■ TASK
Edit the records below so that every "pixel coordinates" reads "image coordinates", and keep all other text the same.

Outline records

---

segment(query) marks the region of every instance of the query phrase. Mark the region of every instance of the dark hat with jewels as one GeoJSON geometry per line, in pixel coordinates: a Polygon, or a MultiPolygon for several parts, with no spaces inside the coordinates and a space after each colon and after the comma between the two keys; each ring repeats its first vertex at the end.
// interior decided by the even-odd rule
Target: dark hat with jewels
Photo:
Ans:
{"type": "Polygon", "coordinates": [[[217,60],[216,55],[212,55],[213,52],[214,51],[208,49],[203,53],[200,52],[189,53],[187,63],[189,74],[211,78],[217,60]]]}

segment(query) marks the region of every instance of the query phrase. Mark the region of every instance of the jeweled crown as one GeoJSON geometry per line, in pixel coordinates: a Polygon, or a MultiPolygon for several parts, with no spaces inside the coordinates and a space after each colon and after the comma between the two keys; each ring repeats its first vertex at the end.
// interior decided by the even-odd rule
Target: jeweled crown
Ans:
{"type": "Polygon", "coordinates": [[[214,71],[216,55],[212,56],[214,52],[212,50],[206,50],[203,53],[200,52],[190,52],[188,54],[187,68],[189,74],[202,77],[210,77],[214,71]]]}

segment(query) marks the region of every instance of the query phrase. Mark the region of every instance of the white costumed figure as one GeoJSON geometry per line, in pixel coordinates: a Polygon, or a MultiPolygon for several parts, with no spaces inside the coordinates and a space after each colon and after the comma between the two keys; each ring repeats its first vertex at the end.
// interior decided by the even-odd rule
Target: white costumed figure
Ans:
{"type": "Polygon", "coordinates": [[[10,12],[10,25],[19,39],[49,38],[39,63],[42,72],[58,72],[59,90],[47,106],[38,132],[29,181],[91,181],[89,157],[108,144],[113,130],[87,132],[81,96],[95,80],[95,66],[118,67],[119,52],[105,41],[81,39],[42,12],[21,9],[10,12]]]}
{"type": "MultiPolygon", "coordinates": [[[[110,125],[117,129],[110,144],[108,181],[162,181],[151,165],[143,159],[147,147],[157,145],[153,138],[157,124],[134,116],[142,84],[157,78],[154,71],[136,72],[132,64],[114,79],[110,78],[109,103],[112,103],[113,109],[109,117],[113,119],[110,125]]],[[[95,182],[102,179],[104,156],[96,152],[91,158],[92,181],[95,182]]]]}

---

■ FULL RESPONSE
segment(query) marks the region of every instance of the query phrase. Mark the region of every instance of the dark hat with jewels as one GeoJSON geometry per line, in image coordinates: a Polygon, or a MultiPolygon for several parts, with no spaces inside the coordinates and a space after each colon and after the comma between the two keys; each ring repeats its first vertex at the end.
// interior decided by the even-odd rule
Target: dark hat with jewels
Photo:
Ans:
{"type": "Polygon", "coordinates": [[[217,60],[216,55],[212,55],[213,52],[214,51],[208,49],[203,53],[200,52],[189,53],[187,63],[189,74],[211,78],[217,60]]]}

segment(query) marks the region of every instance of the query phrase. Mark the region of every instance of the jeweled crown as one GeoJSON geometry per line, in image coordinates: a Polygon, or a MultiPolygon for several parts, with no spaces inside the coordinates and a space after each colon and after the comma between the two keys; each ring repeats its first vertex at the end.
// interior decided by the even-odd rule
Target: jeweled crown
Ans:
{"type": "Polygon", "coordinates": [[[214,71],[216,55],[212,56],[214,52],[212,50],[206,50],[203,53],[200,52],[190,52],[188,54],[187,68],[189,74],[202,77],[210,77],[214,71]]]}

segment(query) marks the region of every instance of the query phrase. Mark the region of every instance of the white costumed figure as one GeoJSON geometry per line, in image coordinates: a Polygon, or a MultiPolygon for several parts, with no spaces inside the coordinates and a space after each colon and after the comma between the two keys; each ring repeats its first vertex at the end.
// interior decided by the even-odd rule
Target: white costumed figure
Ans:
{"type": "Polygon", "coordinates": [[[10,12],[10,25],[19,39],[49,38],[39,63],[42,72],[58,72],[59,90],[47,106],[38,132],[29,181],[91,181],[89,157],[108,144],[113,130],[87,132],[81,96],[95,80],[95,66],[118,67],[119,52],[105,41],[81,39],[42,12],[21,9],[10,12]]]}
{"type": "MultiPolygon", "coordinates": [[[[110,125],[117,129],[110,144],[108,181],[162,181],[151,165],[143,159],[147,147],[157,145],[153,138],[157,124],[134,116],[142,84],[157,78],[154,71],[136,72],[132,64],[114,79],[110,78],[109,103],[112,103],[113,109],[109,117],[113,119],[110,125]]],[[[95,182],[102,179],[104,156],[96,152],[91,158],[92,181],[95,182]]]]}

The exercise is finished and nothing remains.